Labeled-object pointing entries
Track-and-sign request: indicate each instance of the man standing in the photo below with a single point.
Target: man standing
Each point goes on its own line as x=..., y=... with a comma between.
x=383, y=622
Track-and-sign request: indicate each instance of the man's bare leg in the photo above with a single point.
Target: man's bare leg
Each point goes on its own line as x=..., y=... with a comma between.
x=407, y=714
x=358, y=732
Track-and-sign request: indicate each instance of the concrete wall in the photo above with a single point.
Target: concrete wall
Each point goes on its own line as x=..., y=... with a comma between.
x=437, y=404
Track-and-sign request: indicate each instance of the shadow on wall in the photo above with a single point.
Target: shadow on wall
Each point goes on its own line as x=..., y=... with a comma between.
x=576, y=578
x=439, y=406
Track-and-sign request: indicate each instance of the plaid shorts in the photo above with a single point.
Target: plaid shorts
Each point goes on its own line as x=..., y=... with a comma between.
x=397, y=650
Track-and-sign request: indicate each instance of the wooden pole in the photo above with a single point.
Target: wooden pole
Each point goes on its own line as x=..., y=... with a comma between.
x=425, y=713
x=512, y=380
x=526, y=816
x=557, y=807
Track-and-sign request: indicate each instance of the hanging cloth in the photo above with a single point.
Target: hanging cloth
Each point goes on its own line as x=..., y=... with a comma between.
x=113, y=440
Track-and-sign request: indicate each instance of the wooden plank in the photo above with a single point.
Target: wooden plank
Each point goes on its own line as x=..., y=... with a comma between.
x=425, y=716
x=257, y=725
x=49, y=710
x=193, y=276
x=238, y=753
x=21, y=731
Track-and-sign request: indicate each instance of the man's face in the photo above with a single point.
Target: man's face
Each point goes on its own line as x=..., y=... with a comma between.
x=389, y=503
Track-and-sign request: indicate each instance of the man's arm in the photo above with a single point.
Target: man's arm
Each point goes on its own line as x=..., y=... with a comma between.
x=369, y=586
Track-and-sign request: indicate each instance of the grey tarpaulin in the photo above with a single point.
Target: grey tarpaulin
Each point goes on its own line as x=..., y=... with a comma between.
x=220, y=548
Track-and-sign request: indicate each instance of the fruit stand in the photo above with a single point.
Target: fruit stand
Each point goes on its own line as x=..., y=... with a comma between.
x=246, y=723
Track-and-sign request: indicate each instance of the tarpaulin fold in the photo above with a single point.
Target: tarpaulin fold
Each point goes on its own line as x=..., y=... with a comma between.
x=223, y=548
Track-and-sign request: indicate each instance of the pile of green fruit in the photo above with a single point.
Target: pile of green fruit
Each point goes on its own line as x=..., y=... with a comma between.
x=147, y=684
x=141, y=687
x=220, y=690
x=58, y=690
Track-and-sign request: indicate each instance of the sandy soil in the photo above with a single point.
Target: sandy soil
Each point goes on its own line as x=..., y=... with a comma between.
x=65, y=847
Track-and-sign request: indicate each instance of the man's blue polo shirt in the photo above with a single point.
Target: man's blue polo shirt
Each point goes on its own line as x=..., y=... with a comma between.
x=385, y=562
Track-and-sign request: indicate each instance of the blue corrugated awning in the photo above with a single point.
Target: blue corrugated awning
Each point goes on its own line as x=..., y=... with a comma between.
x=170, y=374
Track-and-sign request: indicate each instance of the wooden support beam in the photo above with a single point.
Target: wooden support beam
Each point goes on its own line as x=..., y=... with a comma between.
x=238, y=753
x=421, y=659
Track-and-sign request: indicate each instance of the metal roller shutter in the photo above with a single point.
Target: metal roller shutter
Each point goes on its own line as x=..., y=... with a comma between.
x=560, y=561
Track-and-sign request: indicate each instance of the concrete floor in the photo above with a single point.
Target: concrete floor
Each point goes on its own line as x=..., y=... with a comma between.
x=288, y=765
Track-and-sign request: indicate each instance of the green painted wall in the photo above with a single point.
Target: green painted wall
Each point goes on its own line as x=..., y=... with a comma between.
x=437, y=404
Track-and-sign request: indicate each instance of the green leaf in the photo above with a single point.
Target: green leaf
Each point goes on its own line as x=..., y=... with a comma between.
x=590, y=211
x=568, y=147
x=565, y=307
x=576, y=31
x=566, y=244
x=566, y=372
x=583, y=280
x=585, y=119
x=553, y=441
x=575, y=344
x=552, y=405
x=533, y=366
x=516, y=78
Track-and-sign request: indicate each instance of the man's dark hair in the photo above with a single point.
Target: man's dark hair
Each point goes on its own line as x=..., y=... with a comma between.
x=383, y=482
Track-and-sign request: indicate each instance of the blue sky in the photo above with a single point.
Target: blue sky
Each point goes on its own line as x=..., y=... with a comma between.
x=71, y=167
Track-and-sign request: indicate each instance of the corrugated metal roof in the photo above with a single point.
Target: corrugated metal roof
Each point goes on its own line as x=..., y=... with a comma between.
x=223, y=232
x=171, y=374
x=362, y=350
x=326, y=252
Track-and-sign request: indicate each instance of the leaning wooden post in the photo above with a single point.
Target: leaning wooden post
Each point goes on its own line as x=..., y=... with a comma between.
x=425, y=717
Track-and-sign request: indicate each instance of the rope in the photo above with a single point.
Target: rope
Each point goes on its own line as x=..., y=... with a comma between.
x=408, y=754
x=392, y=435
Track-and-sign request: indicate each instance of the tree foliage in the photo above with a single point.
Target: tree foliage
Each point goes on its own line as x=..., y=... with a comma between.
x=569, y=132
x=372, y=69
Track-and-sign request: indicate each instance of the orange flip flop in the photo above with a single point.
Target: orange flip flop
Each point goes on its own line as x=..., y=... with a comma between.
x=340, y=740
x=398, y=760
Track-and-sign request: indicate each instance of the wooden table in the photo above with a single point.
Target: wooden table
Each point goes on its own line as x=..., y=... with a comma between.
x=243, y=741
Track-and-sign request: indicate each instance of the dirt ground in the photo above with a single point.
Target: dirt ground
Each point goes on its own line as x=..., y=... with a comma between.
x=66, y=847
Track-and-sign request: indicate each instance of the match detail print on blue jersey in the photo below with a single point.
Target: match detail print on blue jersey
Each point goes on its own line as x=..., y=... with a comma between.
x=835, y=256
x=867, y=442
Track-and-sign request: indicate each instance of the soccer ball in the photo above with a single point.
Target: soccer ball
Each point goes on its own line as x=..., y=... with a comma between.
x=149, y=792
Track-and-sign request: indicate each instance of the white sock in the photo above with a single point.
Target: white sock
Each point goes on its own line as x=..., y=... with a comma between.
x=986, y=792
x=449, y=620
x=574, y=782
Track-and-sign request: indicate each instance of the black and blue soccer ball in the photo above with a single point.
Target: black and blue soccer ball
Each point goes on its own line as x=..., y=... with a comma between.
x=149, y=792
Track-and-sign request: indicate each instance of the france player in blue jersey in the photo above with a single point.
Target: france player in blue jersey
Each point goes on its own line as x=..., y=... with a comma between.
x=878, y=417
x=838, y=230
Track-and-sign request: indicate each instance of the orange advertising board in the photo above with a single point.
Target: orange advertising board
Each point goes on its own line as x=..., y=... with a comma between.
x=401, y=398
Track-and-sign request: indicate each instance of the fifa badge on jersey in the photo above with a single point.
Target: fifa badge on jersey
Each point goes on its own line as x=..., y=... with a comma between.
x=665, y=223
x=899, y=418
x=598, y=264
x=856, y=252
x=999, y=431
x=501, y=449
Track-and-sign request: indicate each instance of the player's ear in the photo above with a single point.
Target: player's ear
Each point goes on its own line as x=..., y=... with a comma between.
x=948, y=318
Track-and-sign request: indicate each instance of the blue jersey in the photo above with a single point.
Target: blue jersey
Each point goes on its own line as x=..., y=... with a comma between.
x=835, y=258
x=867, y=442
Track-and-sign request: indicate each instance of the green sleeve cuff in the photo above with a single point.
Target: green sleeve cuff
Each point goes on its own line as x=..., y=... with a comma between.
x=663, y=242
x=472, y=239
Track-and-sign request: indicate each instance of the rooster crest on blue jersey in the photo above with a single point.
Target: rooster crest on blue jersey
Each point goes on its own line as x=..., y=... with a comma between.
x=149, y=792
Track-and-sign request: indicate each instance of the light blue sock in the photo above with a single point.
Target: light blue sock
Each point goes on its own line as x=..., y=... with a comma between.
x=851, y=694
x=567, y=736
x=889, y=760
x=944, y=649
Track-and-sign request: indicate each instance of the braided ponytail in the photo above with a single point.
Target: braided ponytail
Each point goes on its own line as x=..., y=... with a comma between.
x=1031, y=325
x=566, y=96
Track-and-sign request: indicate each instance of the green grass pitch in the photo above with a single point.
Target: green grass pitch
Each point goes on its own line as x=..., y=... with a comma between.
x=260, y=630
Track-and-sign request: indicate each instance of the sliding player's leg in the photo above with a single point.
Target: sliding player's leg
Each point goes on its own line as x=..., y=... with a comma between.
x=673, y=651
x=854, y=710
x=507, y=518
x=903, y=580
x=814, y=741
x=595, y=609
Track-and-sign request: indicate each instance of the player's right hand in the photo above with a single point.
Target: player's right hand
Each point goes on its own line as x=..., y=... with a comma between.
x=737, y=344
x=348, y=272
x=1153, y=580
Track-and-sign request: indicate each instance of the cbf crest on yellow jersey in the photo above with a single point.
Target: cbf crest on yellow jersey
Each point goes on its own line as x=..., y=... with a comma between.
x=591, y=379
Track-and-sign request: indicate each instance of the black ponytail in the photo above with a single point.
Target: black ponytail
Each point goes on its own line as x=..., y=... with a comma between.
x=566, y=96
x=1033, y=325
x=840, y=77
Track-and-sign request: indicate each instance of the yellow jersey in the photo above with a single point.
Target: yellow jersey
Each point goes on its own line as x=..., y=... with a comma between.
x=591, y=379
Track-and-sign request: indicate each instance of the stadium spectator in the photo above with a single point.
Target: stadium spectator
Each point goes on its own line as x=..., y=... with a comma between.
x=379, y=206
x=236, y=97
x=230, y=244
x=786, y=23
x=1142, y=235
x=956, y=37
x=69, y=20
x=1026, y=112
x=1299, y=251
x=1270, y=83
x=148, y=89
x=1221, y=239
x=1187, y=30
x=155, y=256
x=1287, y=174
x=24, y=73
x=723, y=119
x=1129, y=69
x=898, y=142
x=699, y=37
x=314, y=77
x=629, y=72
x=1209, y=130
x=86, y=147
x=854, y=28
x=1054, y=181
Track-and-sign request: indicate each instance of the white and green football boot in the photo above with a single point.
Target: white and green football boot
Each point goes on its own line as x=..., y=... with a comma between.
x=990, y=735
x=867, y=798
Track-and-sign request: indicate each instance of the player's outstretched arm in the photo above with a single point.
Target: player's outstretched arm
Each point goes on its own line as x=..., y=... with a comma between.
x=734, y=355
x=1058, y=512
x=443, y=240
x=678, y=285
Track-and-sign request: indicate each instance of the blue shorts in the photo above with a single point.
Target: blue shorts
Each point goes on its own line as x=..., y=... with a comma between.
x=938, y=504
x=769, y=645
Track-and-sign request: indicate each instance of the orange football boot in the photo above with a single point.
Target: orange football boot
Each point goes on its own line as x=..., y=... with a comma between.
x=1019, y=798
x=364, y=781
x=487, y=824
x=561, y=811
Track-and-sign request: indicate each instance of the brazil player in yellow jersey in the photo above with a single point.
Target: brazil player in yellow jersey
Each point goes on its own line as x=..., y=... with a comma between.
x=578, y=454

-- Aim --
Pull out, word for word, the lines running from the one that contains "Track-and-sign request: indicate each instance of the brazil" through the final line of the entries, both ends included.

-- Finished task --
Track-and-sign request: indicate each instance of the brazil player in yellow jersey in the photo above with a single point.
Target: brazil player in yellow jersey
Each point goes on its own line as x=..., y=... with a comma between.
x=578, y=454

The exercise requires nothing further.